— Instruction —
Output the listing below as a Markdown table with the columns Row and Line, giving each line a row number and leaving out blank lines. Leave out the pictures.
* * * *
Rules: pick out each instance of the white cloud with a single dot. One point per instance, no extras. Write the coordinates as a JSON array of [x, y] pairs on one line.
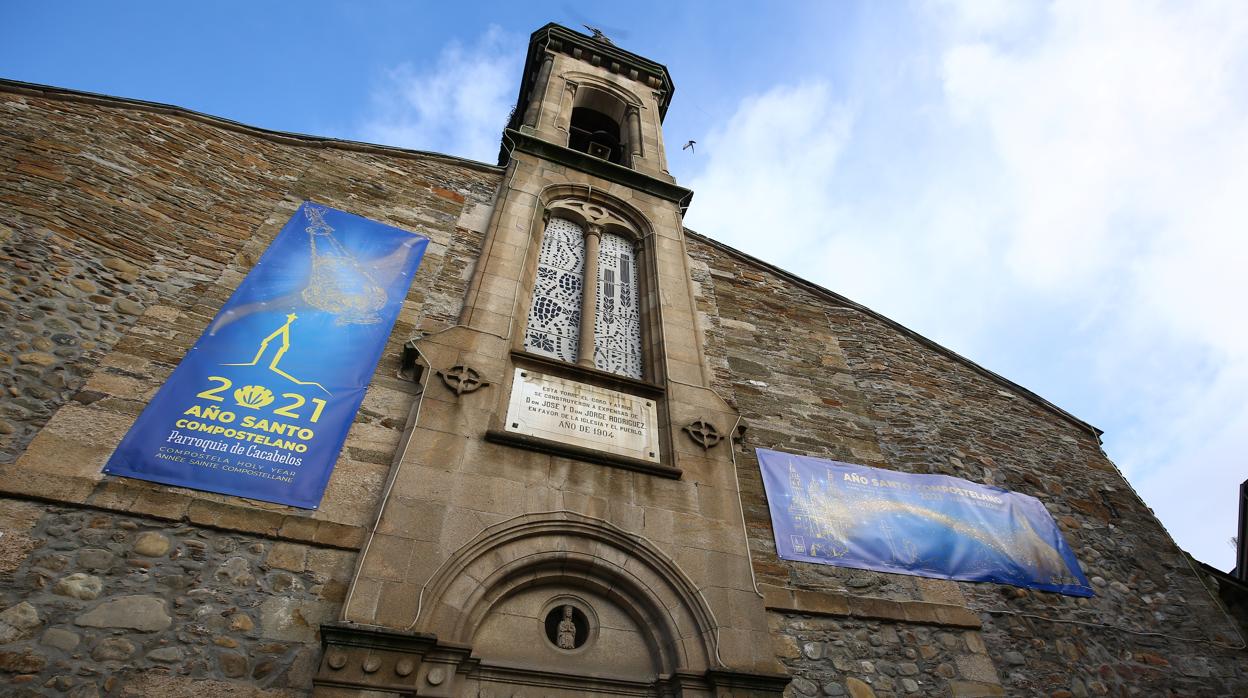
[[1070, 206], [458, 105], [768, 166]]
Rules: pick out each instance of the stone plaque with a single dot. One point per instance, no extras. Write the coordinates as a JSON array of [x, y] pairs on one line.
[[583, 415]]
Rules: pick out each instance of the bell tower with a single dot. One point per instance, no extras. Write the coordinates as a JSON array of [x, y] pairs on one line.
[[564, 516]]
* * * *
— Reply to the task —
| Row | Line |
|---|---|
| 1 | Rules: pick out each instance of the white cloud with a single dot. One point per instance, no extras. Write the coordinates as a JSON array of [x, y] pairs on one line. |
| 2 | [[1070, 206], [458, 105], [768, 166]] |
| 3 | Rules: pick out each instance of the stone plaque with a single dot. One point per instance, no extras. Write the coordinates as a JSON array of [x, y] pairs on one line. |
| 4 | [[583, 415]] |
| 5 | Rules: pick out each instance of the bell tower with a single dot. One point per instance, no extras. Write the coordinates as a JSON array of [x, y] pairs on one line. |
| 6 | [[564, 516]] |